◆ **WHAT YOU ARE ASKED TO DO**: Write out all the data again, exactly as it stands.

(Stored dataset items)

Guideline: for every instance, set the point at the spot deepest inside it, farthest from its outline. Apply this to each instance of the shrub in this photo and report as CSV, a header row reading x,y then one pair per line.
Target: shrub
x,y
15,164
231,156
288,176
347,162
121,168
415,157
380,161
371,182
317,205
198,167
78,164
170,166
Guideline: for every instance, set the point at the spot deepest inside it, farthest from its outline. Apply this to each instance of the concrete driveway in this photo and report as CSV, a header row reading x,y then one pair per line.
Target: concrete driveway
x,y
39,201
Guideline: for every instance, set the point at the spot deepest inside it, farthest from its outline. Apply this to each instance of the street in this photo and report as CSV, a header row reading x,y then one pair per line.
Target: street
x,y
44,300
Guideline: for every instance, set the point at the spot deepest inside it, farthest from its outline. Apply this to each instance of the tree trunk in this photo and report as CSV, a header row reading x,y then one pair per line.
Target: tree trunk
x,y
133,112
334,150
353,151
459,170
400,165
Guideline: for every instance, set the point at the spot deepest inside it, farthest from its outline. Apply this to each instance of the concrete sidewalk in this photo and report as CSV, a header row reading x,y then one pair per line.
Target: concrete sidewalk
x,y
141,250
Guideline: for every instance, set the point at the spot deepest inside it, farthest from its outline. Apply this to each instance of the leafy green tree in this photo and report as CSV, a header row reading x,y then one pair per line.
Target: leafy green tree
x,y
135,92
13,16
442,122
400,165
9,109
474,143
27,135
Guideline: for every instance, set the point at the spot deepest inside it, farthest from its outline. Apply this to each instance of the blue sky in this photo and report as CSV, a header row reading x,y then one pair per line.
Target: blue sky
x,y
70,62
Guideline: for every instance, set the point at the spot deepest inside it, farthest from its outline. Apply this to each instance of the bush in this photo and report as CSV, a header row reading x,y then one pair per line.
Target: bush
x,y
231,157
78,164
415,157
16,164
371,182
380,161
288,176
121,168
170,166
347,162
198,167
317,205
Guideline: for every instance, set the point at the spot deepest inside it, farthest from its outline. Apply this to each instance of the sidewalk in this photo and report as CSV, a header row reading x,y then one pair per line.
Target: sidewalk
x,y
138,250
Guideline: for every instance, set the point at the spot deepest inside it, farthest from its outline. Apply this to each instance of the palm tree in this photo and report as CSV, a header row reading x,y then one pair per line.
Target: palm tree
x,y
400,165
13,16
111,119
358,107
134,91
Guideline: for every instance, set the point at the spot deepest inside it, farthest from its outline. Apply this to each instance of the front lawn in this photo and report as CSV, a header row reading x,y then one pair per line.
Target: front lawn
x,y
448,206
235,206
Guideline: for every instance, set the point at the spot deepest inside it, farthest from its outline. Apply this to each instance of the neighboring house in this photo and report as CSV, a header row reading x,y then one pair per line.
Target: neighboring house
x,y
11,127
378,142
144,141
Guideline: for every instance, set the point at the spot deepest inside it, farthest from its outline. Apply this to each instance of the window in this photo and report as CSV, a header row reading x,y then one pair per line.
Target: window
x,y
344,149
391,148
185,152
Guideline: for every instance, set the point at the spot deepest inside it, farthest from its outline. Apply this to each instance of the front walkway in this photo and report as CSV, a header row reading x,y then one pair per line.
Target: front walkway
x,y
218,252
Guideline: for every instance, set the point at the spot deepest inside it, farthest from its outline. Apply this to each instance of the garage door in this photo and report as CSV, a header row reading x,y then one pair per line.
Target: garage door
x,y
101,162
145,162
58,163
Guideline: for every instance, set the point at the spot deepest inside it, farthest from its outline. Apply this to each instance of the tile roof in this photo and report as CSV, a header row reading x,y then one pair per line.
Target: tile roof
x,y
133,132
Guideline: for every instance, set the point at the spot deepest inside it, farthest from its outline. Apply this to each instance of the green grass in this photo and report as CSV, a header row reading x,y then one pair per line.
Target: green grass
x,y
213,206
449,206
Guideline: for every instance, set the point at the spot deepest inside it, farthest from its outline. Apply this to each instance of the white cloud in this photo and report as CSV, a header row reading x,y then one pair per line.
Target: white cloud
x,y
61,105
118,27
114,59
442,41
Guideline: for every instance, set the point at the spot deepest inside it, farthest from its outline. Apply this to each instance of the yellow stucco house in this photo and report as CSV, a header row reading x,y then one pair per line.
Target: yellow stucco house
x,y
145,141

◆ **TASK OUTPUT**:
Guideline: for every instance, set the point at the spot deepest inside it, farthest from its outline. Apply this to each instance of the shrub in this photo and report as CSV, a header row reading x,y then one pair per line.
Target: shrub
x,y
15,164
231,156
288,176
347,162
121,168
415,157
380,161
371,182
317,205
198,167
78,164
170,166
Guideline: for every instance, set the point at the spot deepest inside it, farthest from its outline. Apply this to each instance of the concrete driveway in this photo and report as CSV, a header row reading x,y then one pair per line.
Target: concrete driveway
x,y
39,201
Guideline: for every instance, set the point at the spot deepest inside it, farthest from its outline. Apply this to each instance of the street in this photo and report as CSV, a header row reading x,y then one pair per line.
Target: street
x,y
44,300
Guideline: for every instance, set the point at the spot deepest inside it, farthest from its outline. Apply this to each instance of the tree trunk in this photo and report as CSV, a header row reading x,y then one pair per line.
Target: tree trunk
x,y
133,112
334,150
353,151
459,170
400,165
Guideline: for every instance, set the point at the spot deepest inside it, farthest from its outline. Apply this to each instance of the concrete sidewalk in this photo and report as CSV, a header row reading x,y then one pair per line.
Target: concrete sidewalk
x,y
141,250
Guideline: for every instance, set the point at the spot deepest inside it, farthest from its outline. Apply this to each instance of the leafy green tree in this photo and report as CSV, a header row reading x,y then one pair per line.
Target: leafy green tree
x,y
135,92
13,16
442,122
400,165
9,109
474,143
27,135
Guideline: for every instance, set the point at the spot deepest inside it, farthest from its outline. Apply this to each instance of the blue sky in this photo and report as CSV, a header row reading x,y then one pair per line.
Target: blue sky
x,y
70,62
Guideline: for every instance, set the point at the spot deepest inside it, farthest from its outline. Apply this to each instance of the bush in this photo and report as CSV, a header row reading x,y then one pair per line.
Target: bush
x,y
231,157
78,164
415,157
16,164
371,182
380,161
288,176
121,168
170,166
347,162
198,167
317,205
Guideline: for every instance, set the point at the spot deepest inside it, farthest from its outline. Apply this to each instance of the sidewalk in this photo and report as CSV, a header row reading x,y then one pair per line.
Target: sidewalk
x,y
138,250
Guideline: for every instance, set the point at the spot deepest inside it, farthest from its outline. Apply this to each instance of the palm tree in this photo and report as CSV, a header row reading x,y then one pair per line.
Target: palm tree
x,y
400,165
13,16
111,119
358,107
134,91
Guideline: for every instance, set the point at the spot deepest inside it, farthest from its outline. Apply this to each instance of the front lawn in this photo and report as CSV, a header row reading x,y then one pair per line.
Target: front lawn
x,y
448,206
235,206
Guideline: for every instance, set the point at the spot deepest inside it, farthest from its outline. Apply this to each instance of the neighboring house in this photo and report as CSV, a header row reading x,y then one pair per line.
Target: neighboring house
x,y
11,127
378,142
144,141
Guideline: for every instance, set the point at the spot deepest inside it, farthest from its outline. Apply this to each instance of the window in this photo and report as CSV, a header row reading x,y then one pair per line.
Target: window
x,y
344,149
391,148
185,152
Guideline: for every instance, set the point at the spot deepest inside it, farthest from its outline. Apply this to each instance of the front walkway in this photo and report as CSV, a header row reading x,y then one pair per line.
Target: front walkway
x,y
218,252
Guideline: for every instance, set the point at the spot deepest inside it, farthest from its outline. Apply this to each instance of the garage door in this photo and report as CSV, a header row reading x,y then one pair per line.
Target: garage door
x,y
101,162
145,162
58,163
Guideline: for every instance, set the point at the spot deepest inside it, farthest from its outline. Apply this to each instance of the tile roof in this photo and report as CSV, a header row reading x,y then one pair per line.
Target: tile roof
x,y
133,132
Guideline: for every instance, set the point at the spot deepest inside it, farthest from its outline. Apply this to each instance of the green grass in this photo and report as CSV, a header row reading x,y then one pair per line.
Target: green grass
x,y
213,206
449,206
Guideline: for every instance, set the point at the spot deepest inside it, farthest from its outline. Apply this to each instance of the white cloud in this photo and report as CSV, a header row reading x,y then one pair per line.
Target: white cloud
x,y
61,105
118,27
114,59
442,41
Guideline: for every instance, set the point at the spot deepest inside it, farthest from its outline. Apply this to each instance of the yellow stucco house in this photo and report as CSV, a header row reading x,y then one pair per line.
Target: yellow stucco house
x,y
145,141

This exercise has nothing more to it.